#### Travail demandé:
1 – Répondez à ces questions sur l'arrêt de la cour d'appel :
(a) Quelle chambre et quelle section rendent cet arrêt ?
(b) Quel tribunal a rendu les jugements déférés à la Cour ?
(c) Quel avocat assiste la société appelante ?
2 – Poursuivez l'arrêt de la cour d'appel à partir de sa dernière ligne.

#### Extrait du document:
----

Grosses délivrées RÉPUBLIQUE FRANÇAISE
aux parties le : AU NOM DU PEUPLE FRANÇAIS
COUR D'APPEL DE PARIS
3ème Chambre - Section A
ARRÊT DU 27 NOVEMBRE 2007
(no , pages)
Numéro d'inscription au répertoire général : 07/01670
Décisions déférées à la Cour : Jugements du 30 Septembre 2005 et du 15 Mai 2006 -Tribunal de Commerce de PARIS - RG no 2004053817
APPELANTE
S.A. LES EDITIONS MICHEL GUERIN
prise en la personne de son Directeur Général et tous représentants légaux
ayant son siège 26 Rue Moulins
74400 CHAMONIX
représentée par la SCP ROBLIN - CHAIX DE LAVARENE, avoués à la Cour
assistée de Me Emmanuel BOUTTIER, avocat au barreau de PARIS, toque : P221,
(SCP DEPY DAN GUIGNOT)

----

#### Données fournies:
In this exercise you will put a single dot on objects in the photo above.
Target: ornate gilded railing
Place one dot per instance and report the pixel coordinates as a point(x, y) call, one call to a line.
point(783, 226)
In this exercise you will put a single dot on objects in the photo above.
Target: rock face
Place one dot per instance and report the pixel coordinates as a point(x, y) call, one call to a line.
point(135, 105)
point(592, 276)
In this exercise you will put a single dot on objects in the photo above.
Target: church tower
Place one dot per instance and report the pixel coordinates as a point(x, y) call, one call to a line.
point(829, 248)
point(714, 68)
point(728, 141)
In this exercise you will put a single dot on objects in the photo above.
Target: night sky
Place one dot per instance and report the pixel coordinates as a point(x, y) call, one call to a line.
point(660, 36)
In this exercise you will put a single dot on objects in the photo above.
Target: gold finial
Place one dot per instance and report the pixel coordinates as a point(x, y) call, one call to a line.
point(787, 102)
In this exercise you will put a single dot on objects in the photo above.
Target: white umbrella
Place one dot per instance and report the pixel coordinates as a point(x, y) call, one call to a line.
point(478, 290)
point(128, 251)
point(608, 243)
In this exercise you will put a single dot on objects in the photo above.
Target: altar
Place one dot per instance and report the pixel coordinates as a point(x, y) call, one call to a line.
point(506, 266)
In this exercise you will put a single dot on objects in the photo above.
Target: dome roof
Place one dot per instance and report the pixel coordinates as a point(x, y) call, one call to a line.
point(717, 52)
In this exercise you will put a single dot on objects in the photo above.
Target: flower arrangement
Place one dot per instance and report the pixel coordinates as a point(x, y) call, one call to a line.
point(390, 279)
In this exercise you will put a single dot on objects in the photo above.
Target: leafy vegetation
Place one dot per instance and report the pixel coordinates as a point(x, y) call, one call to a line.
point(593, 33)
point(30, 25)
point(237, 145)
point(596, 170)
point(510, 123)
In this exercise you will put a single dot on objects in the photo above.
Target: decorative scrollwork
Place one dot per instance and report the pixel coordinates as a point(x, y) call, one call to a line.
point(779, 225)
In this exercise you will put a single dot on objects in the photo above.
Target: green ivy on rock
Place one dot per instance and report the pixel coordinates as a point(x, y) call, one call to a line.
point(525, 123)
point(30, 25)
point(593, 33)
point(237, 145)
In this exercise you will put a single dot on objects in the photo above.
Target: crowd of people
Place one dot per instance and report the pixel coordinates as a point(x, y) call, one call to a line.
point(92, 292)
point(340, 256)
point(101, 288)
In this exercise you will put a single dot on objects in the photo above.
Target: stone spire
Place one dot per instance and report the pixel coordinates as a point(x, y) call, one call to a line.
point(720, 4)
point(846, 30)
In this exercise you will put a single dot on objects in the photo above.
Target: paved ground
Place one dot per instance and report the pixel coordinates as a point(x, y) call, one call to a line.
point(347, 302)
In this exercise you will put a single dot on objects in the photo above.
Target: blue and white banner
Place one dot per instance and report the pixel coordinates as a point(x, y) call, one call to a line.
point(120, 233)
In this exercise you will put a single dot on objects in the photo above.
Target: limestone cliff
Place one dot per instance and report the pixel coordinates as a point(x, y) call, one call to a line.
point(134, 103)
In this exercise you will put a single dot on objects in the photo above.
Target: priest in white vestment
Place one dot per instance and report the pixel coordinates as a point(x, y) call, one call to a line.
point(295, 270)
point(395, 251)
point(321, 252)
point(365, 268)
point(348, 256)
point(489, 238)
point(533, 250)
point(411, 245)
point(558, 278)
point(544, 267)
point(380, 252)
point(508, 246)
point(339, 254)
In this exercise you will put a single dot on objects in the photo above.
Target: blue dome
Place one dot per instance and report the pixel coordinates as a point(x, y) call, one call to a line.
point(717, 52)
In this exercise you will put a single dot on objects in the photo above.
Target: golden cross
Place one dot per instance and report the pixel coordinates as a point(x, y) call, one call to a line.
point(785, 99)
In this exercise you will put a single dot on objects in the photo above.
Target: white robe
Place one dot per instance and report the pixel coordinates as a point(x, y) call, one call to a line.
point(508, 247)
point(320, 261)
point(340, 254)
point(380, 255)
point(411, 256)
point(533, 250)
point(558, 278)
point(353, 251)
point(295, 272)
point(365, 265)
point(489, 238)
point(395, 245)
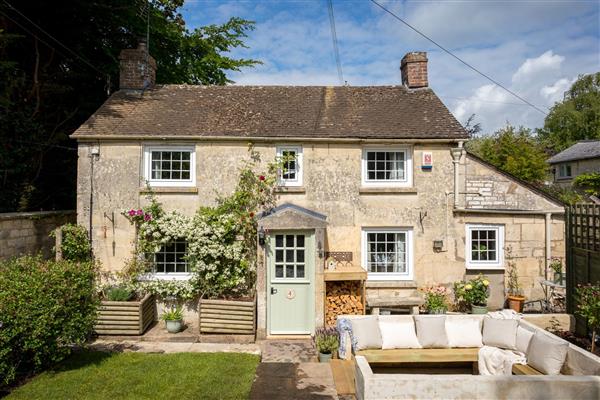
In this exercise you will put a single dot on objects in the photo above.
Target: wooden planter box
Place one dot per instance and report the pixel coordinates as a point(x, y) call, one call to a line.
point(225, 316)
point(126, 317)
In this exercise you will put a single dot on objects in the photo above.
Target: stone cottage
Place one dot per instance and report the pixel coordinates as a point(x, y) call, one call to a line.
point(380, 175)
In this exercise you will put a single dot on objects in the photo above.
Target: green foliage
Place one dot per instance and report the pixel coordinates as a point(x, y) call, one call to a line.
point(577, 117)
point(513, 286)
point(590, 182)
point(45, 307)
point(118, 293)
point(588, 307)
point(473, 292)
point(436, 298)
point(514, 150)
point(75, 243)
point(327, 340)
point(46, 92)
point(89, 375)
point(174, 314)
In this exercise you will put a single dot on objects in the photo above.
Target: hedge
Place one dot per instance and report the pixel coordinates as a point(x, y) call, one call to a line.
point(46, 307)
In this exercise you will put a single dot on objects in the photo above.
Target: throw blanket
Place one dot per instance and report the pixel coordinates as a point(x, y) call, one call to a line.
point(347, 340)
point(495, 361)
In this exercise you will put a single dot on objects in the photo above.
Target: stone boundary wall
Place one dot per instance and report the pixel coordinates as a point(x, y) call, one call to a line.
point(28, 232)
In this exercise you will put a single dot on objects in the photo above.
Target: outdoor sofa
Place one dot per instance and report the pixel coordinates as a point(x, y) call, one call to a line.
point(552, 368)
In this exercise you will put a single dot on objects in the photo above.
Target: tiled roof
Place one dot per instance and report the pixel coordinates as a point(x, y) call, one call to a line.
point(579, 151)
point(390, 112)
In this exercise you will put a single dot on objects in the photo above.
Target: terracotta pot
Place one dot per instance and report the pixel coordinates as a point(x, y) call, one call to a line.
point(515, 302)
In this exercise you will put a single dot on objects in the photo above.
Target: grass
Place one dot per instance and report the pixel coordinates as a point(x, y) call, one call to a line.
point(111, 376)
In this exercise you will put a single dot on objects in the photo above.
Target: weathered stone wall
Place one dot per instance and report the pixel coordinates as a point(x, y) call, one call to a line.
point(27, 232)
point(332, 186)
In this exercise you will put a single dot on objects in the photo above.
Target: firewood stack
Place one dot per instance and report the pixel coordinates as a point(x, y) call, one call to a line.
point(342, 297)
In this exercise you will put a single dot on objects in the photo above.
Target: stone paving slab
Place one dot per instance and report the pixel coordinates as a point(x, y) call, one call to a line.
point(174, 347)
point(293, 381)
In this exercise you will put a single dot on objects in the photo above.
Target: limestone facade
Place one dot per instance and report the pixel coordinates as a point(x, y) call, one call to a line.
point(332, 186)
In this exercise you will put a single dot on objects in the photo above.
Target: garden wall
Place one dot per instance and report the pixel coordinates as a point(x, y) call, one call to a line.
point(27, 232)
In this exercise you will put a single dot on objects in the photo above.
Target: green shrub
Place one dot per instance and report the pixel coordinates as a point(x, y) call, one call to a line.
point(118, 293)
point(75, 243)
point(45, 307)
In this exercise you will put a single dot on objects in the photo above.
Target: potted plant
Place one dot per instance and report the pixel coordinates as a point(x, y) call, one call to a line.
point(588, 307)
point(436, 299)
point(514, 291)
point(556, 267)
point(173, 319)
point(327, 343)
point(473, 293)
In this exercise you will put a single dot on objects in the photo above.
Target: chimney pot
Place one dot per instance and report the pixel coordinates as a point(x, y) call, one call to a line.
point(413, 69)
point(137, 68)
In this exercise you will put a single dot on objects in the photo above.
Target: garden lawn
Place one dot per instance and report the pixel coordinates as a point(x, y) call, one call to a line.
point(111, 376)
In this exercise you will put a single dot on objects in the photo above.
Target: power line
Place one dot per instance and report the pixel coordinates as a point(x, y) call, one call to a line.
point(89, 64)
point(336, 50)
point(458, 58)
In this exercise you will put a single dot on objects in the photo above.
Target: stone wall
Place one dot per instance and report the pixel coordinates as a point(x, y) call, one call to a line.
point(28, 232)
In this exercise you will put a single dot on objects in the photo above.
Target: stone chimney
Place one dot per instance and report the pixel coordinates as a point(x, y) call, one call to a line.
point(414, 70)
point(137, 69)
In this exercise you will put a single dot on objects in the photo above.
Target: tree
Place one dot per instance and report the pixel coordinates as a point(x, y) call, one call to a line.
point(47, 90)
point(514, 150)
point(575, 118)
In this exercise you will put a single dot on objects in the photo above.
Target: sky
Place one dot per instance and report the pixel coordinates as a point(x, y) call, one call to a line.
point(535, 48)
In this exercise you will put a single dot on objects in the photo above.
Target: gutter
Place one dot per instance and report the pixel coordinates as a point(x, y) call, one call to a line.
point(89, 138)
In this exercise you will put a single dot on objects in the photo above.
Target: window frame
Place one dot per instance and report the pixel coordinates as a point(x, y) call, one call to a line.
point(488, 265)
point(408, 167)
point(299, 166)
point(388, 276)
point(565, 166)
point(149, 149)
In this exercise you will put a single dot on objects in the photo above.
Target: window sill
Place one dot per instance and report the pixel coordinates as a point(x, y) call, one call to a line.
point(167, 189)
point(392, 284)
point(387, 190)
point(290, 189)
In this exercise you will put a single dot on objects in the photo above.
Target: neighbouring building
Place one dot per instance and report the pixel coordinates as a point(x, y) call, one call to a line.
point(380, 174)
point(582, 157)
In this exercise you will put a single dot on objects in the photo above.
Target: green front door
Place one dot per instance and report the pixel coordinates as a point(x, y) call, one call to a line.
point(290, 277)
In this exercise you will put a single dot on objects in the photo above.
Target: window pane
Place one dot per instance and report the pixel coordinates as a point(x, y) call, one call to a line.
point(289, 271)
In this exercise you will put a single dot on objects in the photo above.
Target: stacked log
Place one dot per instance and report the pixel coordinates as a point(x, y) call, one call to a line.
point(342, 297)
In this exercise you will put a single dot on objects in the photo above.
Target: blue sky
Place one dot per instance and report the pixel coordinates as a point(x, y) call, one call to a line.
point(536, 48)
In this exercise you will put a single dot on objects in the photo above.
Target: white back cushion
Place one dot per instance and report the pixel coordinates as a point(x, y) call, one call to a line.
point(398, 332)
point(464, 332)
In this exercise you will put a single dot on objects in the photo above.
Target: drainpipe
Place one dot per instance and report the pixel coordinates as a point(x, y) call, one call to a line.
point(456, 155)
point(548, 222)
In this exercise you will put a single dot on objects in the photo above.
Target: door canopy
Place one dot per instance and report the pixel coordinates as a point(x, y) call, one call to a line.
point(291, 216)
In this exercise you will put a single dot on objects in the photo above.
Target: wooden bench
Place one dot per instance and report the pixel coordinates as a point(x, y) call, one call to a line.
point(412, 303)
point(399, 356)
point(520, 369)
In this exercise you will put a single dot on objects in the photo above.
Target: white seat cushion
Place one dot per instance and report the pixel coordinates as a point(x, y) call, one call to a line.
point(366, 333)
point(546, 353)
point(398, 333)
point(500, 333)
point(464, 332)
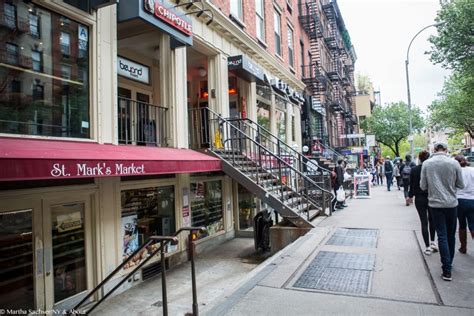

----

#### Réponses attendues:
1 –
(a) La 3ème Chambre, section A.
(b) Le Tribunal de Commerce de Paris.
(c) Me Emmanuel Bouttier, avocat au barreau de Paris.

2 –
INTIMES
S.A. VILO DISTRIBUTION
ayant son siège 25/27 Rue Ginoux
75015 PARIS
représentée par la SCP LAGOURGUE - OLIVIER, avoués à la Cour
assistée de Me Camille FROMENT, avocat au barreau de PARIS, toque : P346,
(LSK et Associés)
Maître Hubert A..., ès qualités d'administrateur judiciaire de la S.A. VILO DISTRIBUTION
demeurant ...
75009 PARIS
représenté par la SCP LAGOURGUE - OLIVIER, avoués à la Cour
assisté de Me Camille FROMENT, avocat au barreau de PARIS, toque : P346,
(LSK et Associés)
Maître Didier B..., ès qualités de représentant des créanciers et commissaire à l'exécution du plan de la S.A. VILO DISTRIBUTION
demeurant ...
75001 PARIS
représenté par la SCP LAGOURGUE - OLIVIER, avoués à la Cour
assisté de Me Camille FROMENT, avocat au barreau de PARIS, toque : P346,
(LSK et Associés)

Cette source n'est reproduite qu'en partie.